- **Oefenopgaven**:
1. Wat wijst het onderzoek van Claassen volgens de tekst over autoregulatie in de hersenen uit over de autoregulatie in de hersenen van ouderen?
2. Schrijf een vervolg op de tekst over autoregulatie in de hersenen, aansluitend op de laatste zin.

Het onderzoek van Claassen wijst echter uit dat er niets mis is met de autoregulatie in de hersenen van ouderen. “Hun hersenen kunnen bloeddrukveranderingen over dezelfde bandbreedte opvangen als de hersenen van jongeren. Dat geldt zowel voor plotselinge bloeddrukveranderingen, bijvoorbeeld bij opstaan, als op de lange termijn door de bloeddruk met medicijnen te verlagen.” Dat geldt ook voor mensen met Alzheimer of een andere vorm van dementie. “In de hersenen van mensen met dementie is weliswaar sprake van veranderingen in de vaatweerstand en een verminderde doorbloeding, maar uit ons onderzoek blijkt dat de autoregulatie nog steeds goed werkt.”

[Opgeslagen gegevens]
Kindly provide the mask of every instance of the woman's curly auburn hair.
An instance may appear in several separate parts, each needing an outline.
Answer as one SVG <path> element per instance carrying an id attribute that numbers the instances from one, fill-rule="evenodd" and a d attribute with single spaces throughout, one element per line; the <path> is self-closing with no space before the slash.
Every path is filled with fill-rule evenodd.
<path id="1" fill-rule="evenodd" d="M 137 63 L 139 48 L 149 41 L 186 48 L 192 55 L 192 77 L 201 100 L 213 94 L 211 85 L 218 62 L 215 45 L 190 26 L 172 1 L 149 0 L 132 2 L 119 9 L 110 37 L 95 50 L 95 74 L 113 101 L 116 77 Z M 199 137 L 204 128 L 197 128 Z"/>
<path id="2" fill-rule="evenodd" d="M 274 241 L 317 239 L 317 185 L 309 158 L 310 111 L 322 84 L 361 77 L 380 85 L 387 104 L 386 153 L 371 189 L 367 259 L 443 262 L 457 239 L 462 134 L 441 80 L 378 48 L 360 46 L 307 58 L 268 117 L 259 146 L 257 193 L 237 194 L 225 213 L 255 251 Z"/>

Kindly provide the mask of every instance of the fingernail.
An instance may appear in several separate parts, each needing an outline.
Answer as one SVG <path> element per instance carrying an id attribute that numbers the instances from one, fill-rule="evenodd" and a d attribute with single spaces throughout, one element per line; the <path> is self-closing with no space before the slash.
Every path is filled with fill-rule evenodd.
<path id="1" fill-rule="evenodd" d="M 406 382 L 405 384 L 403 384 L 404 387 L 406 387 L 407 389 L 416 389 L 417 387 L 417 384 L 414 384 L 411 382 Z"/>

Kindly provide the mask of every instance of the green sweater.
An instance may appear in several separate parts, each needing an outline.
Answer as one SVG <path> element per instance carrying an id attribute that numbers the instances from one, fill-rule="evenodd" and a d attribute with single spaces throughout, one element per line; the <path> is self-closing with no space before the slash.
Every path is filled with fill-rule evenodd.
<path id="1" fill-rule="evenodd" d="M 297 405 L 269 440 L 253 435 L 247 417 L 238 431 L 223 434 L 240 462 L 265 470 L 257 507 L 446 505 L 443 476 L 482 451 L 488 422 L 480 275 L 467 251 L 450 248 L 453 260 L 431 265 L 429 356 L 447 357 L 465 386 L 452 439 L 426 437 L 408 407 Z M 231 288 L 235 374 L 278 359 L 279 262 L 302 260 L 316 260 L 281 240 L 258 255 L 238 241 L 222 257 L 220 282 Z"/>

- **Uitgewerkte opgaven**:
1. Er is niets mis mee: hun hersenen kunnen bloeddrukveranderingen over dezelfde bandbreedte opvangen als de hersenen van jongeren.

2.
“Bij ouderen met een behandelde hypertensie gaat de autoregulatie zelfs beter werken en komt orthostatische hypotensie juist minder voor”
Streefwaarden
Deze bevindingen hebben natuurlijk belangrijke klinische consequenties. “De mythe van de verstoorde autoregulatie in de hersenen van ouderen heeft ertoe geleid dat in de richtlijnen voor het behandelen van hypertensie de streefwaarden voor de bloedruk voor ouderen minder streng zijn dan die voor jongere mensen. Er is namelijk vrees voor regelmatig flauwvallen als je bij ouderen de bloeddruk verlaagt tot dezelfde streefwaarde als bij jongeren. Terwijl er door ons, en inmiddels ook door andere onderzoekers, onomstotelijk is aangetoond dat de autoregulatie bij ouderen niet verstoord is. De studies wijzen er ook op dat bij een behandelde hypertensie bij ouderen de autoregulatie zelfs nog wat beter gaat werken en dat flauwvallen bij opstaan, ofwel orthostatische hypotensie, juist minder voorkomt dan bij ouderen met onbehandelde hypertensie.”
“Door hun onbehandelde hypertensie lopen de ouderen wel een aanzienlijk verhoogde kans op een hart- of herseninfarct”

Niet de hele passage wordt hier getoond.